- Decades:: 2000s; 2010s; 2020s;
- See also:: Other events of 2021; Timeline of Kyrgyz history;

= 2021 in Kyrgyzstan =

This is a list of individuals and events related to Kyrgyzstan in 2021.

== Incumbents ==

| Photo | Post | Name |
|---|---|---|
|  | President of Kyrgyzstan (acting) | Talant Mamytov (until 28 January) |
|  | President of Kyrgyzstan | Sadyr Japarov (starting 28 January) |
|  | Prime Minister of Kyrgyzstan (acting) | Artem Novikov (until 3 February) |
|  | Prime Minister of Kyrgyzstan | Ulukbek Maripov (starting 3 February) |

== Events ==
=== March to April ===

- 28 April - Exchanges of gunfire between Kyrgyz and Tajik forces, near the Golovnoi water intake facility, reportedly injured 17 people and lead to the Kyrgyz government evacuating three villages in the southern Batken region.
- 29 April
  - Kyrgyz prime minister Ulukbek Maripov established an anti-crisis centre to monitor the situation in Bakten following clashes in the region.
  - Kyrgyzstan and Tajikistan agrees for a ceasefire on the conflict in Bakten.
  - Kyrgyzstan's National Security Committee claimed that Tajik troops fired mortar shells at a water reservoir in Kök-Tash, Batken Region, reportedly leading to one death.

* * *

TASK GOAL ▸ Extract the part of the 2021 in Kyrgyzstan text running from "- 28 April - Exchanges" down to "conflict in Bakten." and copy it word for word.

DATASET EXCERPT ▸
* * *

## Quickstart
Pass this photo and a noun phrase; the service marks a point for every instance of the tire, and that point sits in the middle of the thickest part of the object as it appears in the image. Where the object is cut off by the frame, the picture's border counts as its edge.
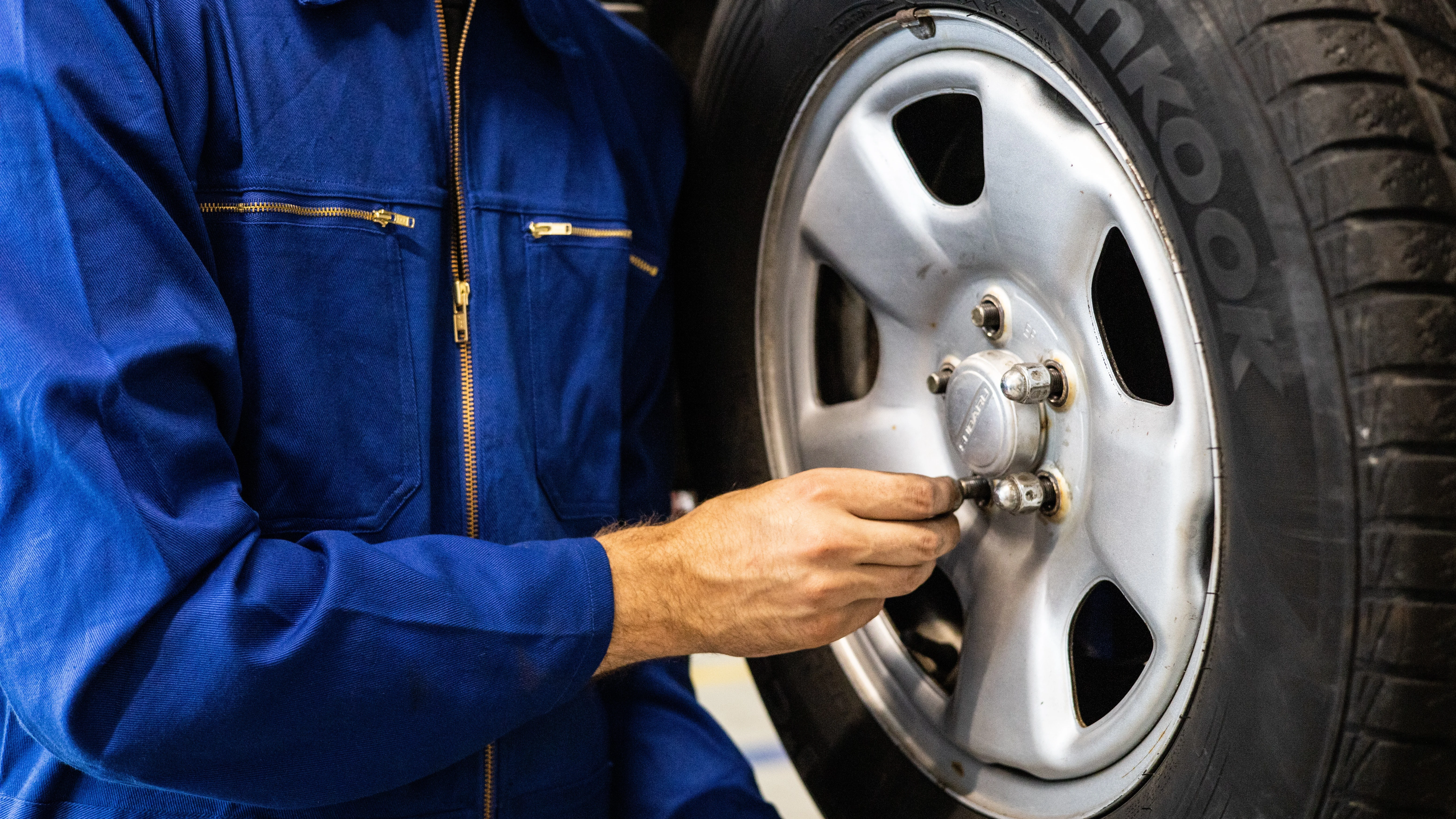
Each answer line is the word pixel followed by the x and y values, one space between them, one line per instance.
pixel 1329 683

* * *

RESPONSE TO THE EXERCISE ▸
- 28 April - Exchanges of gunfire between Kyrgyz and Tajik forces, near the Golovnoi water intake facility, reportedly injured 17 people and lead to the Kyrgyz government evacuating three villages in the southern Batken region.
- 29 April
  - Kyrgyz prime minister Ulukbek Maripov established an anti-crisis centre to monitor the situation in Bakten following clashes in the region.
  - Kyrgyzstan and Tajikistan agrees for a ceasefire on the conflict in Bakten.